▸ **Objectif de l'exercice**:
Répondez aux trois questions suivantes à l'aide de l'extrait sur la zone euro.
1. De quelle année à quelle année Jean-Claude Trichet a-t-il présidé la BCE ?
2. Combien d'emplois la zone euro a-t-elle créés de sa naissance jusqu'au 2ème trimestre 2013, et combien les États-Unis en ont-ils créé ?
3. Quel pays devait rejoindre la zone euro au 1er janvier 2014 ?

Tirant les enseignements de la crise financière qui a commencé en 2007 Outre-Atlantique et dont l’épicentre s’est déplacé, fin 2009, en Europe avec la crise de la dette souveraine, Jean-Claude Trichet, Président de la BCE de 2003 à 2011, a estimé que d’importants progrès ont été réalisés. Le Pacte de stabilité et de croissance a été renforcé; le tableau de bord de11 indicateurs permettant de surveiller l’évolution macroéconomique des pays membres (la MIP) est désormais « aussi important » que ce pacte ; l’Union bancaire a avancé. Non seulement les responsables européens et mondiaux ont préservé l’intégrité de la zone euro –la Grèce n’a pas été expulsée- mais après des politiques d’ajustement très sévères pour l’emploi, les progrès sont aujourd’hui patents en Irlande, réels au Portugal et « colossaux » en Espagne. Au total, la gouvernance au sein des 17 a progressé et la crédibilité de la BCE a été confortée.

Il n’empêche: « la situation demeure excessivement grave » dans les pays avancés. Les taux d’intérêt de pratiquement zéro depuis cinq ans aux Etats-Unis et en Grande Bretagne sont là pour le rappeler. Les déficits japonais restent impressionnants, tout comme l’endettement britannique ou américain. Au-delà même des risques du « shutdown » américain, la nomination de Yanet Yellen pour prendre la succession de Ben Bernanke ne peut apporter de solution miracle, en dépit de toutes ses qualités pour devenir une « grande présidente de la Fed »

Pourtant, dans ce contexte, l’euro a maintenu la confiance qui lui était accordée. Et Jean-Claude Trichet de rappeler que cette zone de 335 millions d’habitants, a crée depuis sa naissance, en 2001, et jusqu’au 2ème trimestre 2013, quelque 12,9 millions d’emplois contre 12,3 millions aux Etats-Unis. A présent, elle regroupe 17 pays depuis l’entrée de la Slovaquie et de l’Estonie et devrait passer à 18 membres au 1er janvier 2014 avec l’arrivée de la Lettonie, signe de l’intérêt qu’elle continue à susciter. « Les Européens ne sont malheureusement pas très conscients de cette réalité historique ». Mais « vu de Shanghai ou des Etats-Unis, la monnaie et la zone euro sont solides »

▸ **Données fournies**:

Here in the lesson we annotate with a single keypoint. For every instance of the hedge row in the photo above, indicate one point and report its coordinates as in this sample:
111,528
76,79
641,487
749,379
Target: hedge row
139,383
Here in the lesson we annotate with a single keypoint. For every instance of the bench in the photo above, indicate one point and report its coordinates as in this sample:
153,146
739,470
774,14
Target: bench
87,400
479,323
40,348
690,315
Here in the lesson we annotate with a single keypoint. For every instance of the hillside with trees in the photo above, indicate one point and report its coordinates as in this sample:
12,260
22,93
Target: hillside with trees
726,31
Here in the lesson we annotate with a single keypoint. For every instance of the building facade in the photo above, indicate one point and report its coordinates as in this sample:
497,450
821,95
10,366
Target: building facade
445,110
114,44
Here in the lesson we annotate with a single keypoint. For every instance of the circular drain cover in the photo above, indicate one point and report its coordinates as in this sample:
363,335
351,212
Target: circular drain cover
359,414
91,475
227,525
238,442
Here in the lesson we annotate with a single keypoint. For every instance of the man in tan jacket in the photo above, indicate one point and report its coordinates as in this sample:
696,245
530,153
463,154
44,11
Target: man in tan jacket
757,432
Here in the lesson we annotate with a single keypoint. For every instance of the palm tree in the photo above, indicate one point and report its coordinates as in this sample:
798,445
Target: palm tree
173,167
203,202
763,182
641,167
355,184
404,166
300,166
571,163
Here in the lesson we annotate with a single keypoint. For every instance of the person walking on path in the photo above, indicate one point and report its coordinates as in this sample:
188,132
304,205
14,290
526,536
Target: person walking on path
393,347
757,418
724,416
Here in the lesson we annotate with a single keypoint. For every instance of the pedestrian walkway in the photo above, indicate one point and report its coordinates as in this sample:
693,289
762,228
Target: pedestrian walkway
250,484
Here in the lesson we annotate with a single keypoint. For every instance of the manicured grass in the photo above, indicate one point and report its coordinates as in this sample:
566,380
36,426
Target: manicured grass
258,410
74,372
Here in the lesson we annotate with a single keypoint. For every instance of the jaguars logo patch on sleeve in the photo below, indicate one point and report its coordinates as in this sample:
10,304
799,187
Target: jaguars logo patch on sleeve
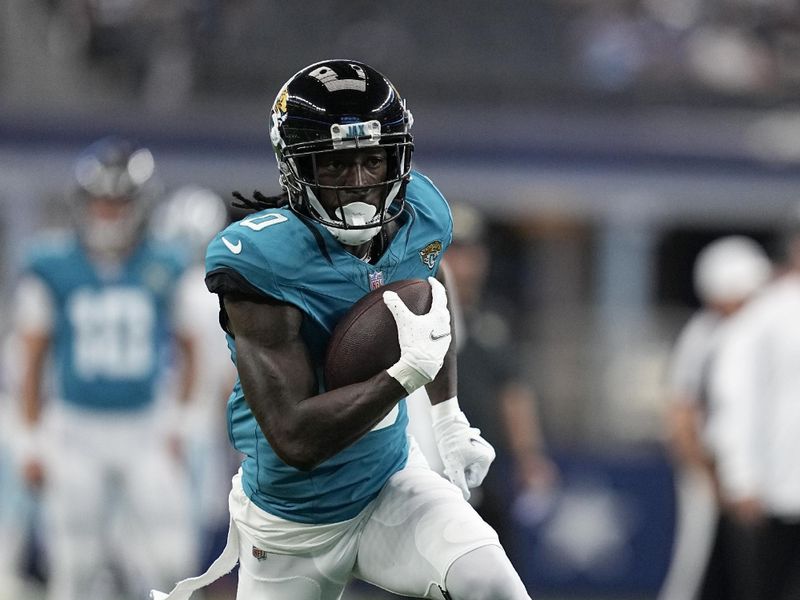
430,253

▸ **Réponse rédigée**:
1. Il a présidé la BCE de 2003 à 2011.
2. La zone euro a créé quelque 12,9 millions d'emplois, contre 12,3 millions aux États-Unis.
3. Il s'agit de la Lettonie.